**BRIEF:**
Rewrite every line from the start of the records up to and including the line with "[[40, 170], [96, 169], [87, 102], [76, 92], [60, 97]]", requests included, scaling each outline coordinate in the answers by 1.1 and rounding to whole numbers with halves rounded up. Leave the numbers in the requests and their format samples unchanged.

**DATA TO USE:**

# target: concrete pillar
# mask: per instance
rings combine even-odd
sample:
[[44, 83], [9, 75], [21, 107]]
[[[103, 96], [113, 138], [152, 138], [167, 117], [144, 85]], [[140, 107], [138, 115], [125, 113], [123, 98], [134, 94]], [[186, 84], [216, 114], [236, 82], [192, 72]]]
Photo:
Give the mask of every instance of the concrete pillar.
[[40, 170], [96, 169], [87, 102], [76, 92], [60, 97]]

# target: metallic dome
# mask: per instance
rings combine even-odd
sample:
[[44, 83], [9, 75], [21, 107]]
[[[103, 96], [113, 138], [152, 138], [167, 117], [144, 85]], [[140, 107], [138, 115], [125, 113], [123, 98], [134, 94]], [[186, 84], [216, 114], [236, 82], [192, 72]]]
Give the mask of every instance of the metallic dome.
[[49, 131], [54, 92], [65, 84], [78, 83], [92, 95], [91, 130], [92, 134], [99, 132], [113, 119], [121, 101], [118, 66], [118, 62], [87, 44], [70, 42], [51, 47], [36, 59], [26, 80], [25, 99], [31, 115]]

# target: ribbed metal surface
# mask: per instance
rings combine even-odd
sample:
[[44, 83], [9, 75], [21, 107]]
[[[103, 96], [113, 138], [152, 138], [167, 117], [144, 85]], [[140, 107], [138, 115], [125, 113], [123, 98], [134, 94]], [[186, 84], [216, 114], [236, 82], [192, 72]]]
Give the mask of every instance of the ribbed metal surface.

**SOLUTION BELOW:**
# target: concrete pillar
# mask: per instance
rings combine even-odd
sample:
[[44, 83], [9, 75], [21, 107]]
[[[103, 96], [113, 138], [152, 138], [167, 117], [144, 85]], [[140, 107], [138, 115], [125, 113], [123, 98], [134, 94]], [[186, 84], [216, 114], [236, 82], [192, 72]]]
Photo:
Give the mask of every instance of the concrete pillar.
[[44, 187], [106, 186], [96, 112], [84, 101], [66, 107]]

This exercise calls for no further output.